---------- Brano estratto ----------
Soprattutto la Turchia, poi, mantiene rapporti ambigui con lo stesso
ISIS, come dimostrato dalla Russia qualche settimana fa, preferendo di
gran lunga la presenza del “califfato” oltre il confine meridionale al
coagularsi di un semi-stato curdo.
D’altro canto, l’intervento
militare diretto della Russia dallo scorso settembre a fianco
dell’alleato siriano ha stabilizzato il regime di Assad, permettendo
anzi a quest’ultimo di recuperare territori in mano ai “ribelli”.
L’efficacia dei bombardamenti russi ha così stravolto i piani di USA,
Turchia e Arabia Saudita, nonostante l’impegno di questi paesi nel
sostenere l’opposizione armata in Siria.
Washington, così come i
suoi alleati, non ha tuttavia modificato il proprio obiettivo strategico
finale in Siria ma, essendo cambiata la realtà sul campo dopo l’azione
del Cremlino, intende raggiungerlo con un mix di impegno militare e
manovre diplomatiche. Infatti, negli ultimi mesi esponenti
dell’amministrazione Obama e vertici militari USA hanno alternato
dichiarazioni e iniziative a sostegno dei negoziati di pace ad annunci
circa un maggiore dispiegamento di forze in Iraq e in Siria,
ufficialmente sempre per combattere l’ISIS.
Se è vero che
Washington ha ammorbidito la propria posizione sul ruolo di Bashar
al-Assad, smettendo di chiedere le sue dimissioni come condizione
preliminare per l’avvio dei negoziati, d’altro canto non ha mai fatto
mancare l’appoggio sostanziale alle posizioni estreme sulla crisi in
Siria di Turchia e Arabia Saudita, malgrado l’opera altamente
destabilizzante portata avanti da entrambi i paesi. Kerry e il
vice-presidente USA, Joe Biden, non a caso hanno visitato
rispettivamente Riyadh e Istanbul recentemente, evitando qualsiasi
critica ai due regimi e confermando invece la soddisfazione del loro
governo per il comportamento degli alleati.
---------- Voci mostrate ----------
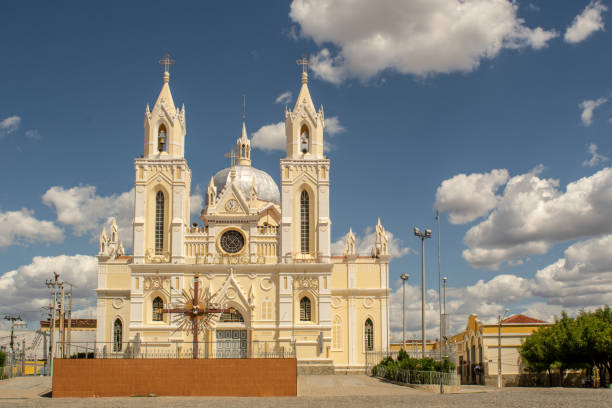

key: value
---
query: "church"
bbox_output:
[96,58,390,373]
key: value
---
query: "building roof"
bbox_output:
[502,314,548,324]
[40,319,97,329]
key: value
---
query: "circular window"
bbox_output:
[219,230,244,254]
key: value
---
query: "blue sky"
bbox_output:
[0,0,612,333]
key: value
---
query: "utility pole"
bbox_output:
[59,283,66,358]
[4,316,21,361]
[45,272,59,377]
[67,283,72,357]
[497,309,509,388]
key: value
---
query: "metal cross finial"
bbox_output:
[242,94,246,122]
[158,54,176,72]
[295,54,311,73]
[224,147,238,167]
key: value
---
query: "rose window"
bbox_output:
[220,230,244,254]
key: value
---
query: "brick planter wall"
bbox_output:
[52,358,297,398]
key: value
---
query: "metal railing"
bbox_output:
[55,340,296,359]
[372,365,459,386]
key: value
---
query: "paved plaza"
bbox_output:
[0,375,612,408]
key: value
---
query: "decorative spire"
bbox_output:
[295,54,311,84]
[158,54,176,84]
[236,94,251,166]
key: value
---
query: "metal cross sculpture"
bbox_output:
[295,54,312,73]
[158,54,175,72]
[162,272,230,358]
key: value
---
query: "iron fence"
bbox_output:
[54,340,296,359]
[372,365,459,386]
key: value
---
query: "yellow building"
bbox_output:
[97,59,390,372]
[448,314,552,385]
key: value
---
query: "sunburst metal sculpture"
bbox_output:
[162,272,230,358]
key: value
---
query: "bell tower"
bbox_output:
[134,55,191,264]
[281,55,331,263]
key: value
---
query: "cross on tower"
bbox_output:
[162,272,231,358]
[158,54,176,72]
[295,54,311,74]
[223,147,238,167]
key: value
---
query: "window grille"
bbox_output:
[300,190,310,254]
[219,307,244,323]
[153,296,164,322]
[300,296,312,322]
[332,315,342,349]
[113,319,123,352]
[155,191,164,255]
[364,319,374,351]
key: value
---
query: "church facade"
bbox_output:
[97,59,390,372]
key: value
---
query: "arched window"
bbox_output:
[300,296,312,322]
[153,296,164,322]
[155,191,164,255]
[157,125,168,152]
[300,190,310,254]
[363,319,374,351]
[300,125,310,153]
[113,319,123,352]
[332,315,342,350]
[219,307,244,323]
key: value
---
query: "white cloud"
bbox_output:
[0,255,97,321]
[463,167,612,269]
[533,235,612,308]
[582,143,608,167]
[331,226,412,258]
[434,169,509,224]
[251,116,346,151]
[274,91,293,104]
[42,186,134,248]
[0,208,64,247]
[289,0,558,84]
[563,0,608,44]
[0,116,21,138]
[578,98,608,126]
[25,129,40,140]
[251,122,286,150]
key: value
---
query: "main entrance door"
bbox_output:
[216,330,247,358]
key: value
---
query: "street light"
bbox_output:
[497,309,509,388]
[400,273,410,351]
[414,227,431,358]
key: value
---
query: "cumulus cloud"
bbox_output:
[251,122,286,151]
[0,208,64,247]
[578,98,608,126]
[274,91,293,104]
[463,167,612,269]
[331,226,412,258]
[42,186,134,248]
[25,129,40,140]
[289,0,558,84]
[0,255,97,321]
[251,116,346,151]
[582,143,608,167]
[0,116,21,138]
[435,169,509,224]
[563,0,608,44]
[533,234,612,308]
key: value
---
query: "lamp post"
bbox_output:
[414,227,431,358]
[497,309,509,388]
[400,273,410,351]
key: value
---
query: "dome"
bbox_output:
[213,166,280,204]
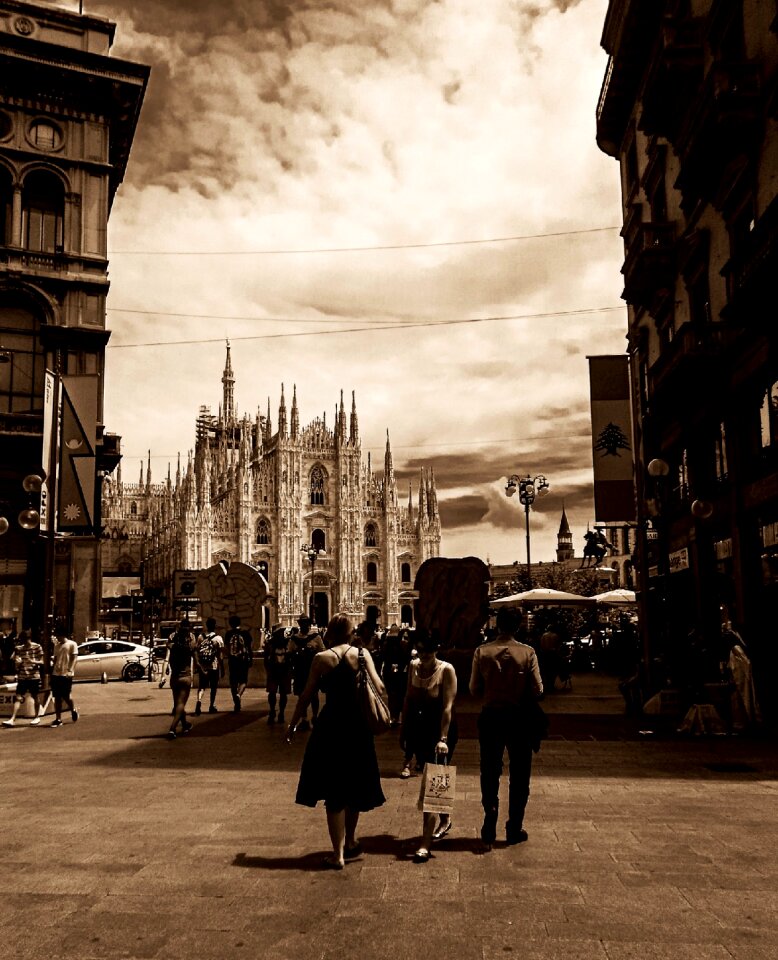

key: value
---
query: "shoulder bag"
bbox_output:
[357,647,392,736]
----------
---------- Voci mostrate ----------
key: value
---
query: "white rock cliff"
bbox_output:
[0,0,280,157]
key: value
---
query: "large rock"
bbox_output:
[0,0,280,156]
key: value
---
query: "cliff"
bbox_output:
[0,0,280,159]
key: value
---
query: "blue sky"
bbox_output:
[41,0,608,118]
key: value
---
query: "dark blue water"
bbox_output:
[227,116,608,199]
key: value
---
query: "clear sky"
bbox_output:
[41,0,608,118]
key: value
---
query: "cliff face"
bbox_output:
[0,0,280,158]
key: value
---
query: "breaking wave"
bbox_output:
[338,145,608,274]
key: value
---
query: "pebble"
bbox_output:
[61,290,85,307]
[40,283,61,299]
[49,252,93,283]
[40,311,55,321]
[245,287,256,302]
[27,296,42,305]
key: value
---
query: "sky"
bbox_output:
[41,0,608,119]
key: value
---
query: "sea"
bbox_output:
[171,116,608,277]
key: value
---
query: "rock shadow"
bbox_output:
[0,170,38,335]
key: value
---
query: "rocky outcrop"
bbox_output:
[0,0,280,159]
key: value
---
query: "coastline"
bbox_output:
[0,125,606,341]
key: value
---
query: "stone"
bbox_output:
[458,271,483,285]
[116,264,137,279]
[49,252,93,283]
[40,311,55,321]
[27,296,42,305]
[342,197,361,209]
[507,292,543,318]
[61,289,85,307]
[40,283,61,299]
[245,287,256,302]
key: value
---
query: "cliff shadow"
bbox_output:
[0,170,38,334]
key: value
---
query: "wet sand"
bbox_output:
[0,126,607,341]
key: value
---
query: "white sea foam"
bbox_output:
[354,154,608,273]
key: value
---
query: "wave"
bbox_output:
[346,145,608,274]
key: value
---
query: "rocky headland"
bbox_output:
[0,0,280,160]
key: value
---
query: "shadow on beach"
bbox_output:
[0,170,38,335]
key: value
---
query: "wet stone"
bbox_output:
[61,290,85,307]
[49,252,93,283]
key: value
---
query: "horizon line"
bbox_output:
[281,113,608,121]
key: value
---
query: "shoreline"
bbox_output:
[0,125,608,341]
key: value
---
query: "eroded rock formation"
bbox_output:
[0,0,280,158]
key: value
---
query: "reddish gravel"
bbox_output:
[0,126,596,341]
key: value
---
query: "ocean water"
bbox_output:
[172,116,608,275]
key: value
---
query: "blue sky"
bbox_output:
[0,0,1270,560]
----------
---------- Voci mostrate ----------
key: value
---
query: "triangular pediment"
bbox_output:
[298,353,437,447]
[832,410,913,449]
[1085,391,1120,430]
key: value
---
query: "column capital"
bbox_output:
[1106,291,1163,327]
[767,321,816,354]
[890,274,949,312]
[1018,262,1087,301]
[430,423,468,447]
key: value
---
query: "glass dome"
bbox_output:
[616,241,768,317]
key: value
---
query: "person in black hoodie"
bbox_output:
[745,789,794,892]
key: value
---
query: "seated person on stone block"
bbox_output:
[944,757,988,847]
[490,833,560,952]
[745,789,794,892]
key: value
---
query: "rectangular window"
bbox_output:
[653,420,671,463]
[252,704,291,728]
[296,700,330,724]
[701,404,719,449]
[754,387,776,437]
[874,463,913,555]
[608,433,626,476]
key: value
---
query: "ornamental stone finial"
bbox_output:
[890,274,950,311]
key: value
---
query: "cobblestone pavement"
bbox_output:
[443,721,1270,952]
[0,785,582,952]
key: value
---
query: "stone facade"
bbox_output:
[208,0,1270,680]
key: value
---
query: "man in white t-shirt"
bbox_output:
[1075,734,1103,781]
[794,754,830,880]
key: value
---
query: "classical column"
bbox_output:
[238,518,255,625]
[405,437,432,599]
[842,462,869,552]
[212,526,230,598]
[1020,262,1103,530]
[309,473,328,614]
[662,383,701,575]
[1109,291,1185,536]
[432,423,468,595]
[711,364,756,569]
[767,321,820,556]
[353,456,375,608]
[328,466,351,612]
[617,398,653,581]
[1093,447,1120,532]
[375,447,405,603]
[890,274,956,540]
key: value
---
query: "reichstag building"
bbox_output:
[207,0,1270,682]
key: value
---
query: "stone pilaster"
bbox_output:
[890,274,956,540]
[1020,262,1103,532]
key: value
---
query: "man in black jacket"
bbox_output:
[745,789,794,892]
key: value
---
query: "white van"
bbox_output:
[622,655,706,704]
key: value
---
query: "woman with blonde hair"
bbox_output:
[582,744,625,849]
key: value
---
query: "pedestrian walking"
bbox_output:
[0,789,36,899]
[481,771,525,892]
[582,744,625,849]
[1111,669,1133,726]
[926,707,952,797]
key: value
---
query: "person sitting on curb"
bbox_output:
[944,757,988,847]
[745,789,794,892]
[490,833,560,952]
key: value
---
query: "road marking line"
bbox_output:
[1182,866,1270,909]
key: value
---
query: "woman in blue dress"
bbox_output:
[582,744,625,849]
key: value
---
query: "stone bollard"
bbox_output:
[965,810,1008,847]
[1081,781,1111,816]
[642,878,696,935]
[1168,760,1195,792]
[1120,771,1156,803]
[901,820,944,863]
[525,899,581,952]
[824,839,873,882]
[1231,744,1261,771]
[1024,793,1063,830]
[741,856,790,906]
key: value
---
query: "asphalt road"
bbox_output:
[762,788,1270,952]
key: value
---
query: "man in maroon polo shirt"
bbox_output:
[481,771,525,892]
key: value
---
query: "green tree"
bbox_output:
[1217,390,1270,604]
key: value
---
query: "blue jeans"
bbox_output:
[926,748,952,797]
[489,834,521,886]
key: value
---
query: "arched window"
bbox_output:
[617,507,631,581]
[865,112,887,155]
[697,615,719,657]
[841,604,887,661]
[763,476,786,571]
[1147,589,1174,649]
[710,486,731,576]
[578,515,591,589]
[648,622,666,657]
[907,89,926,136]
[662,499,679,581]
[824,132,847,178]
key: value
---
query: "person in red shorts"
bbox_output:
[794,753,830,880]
----------
> **Compiti scritti**
1) Riporta dal brano sulla Siria il tratto che comincia con le parole "Soprattutto la Turchia, poi, mantiene" e termina dopo le parole "armata in Siria.".
2) Nel brano sulla Siria, quali città hanno visitato di recente rispettivamente Kerry e Joe Biden?
Il materiale qui non ha alcun ruolo.

> **Risposte in ordine**
1)
Soprattutto la Turchia, poi, mantiene rapporti ambigui con lo stesso
ISIS, come dimostrato dalla Russia qualche settimana fa, preferendo di
gran lunga la presenza del “califfato” oltre il confine meridionale al
coagularsi di un semi-stato curdo.
D’altro canto, l’intervento
militare diretto della Russia dallo scorso settembre a fianco
dell’alleato siriano ha stabilizzato il regime di Assad, permettendo
anzi a quest’ultimo di recuperare territori in mano ai “ribelli”.
L’efficacia dei bombardamenti russi ha così stravolto i piani di USA,
Turchia e Arabia Saudita, nonostante l’impegno di questi paesi nel
sostenere l’opposizione armata in Siria.

2) Kerry ha visitato Riyadh e Joe Biden Istanbul.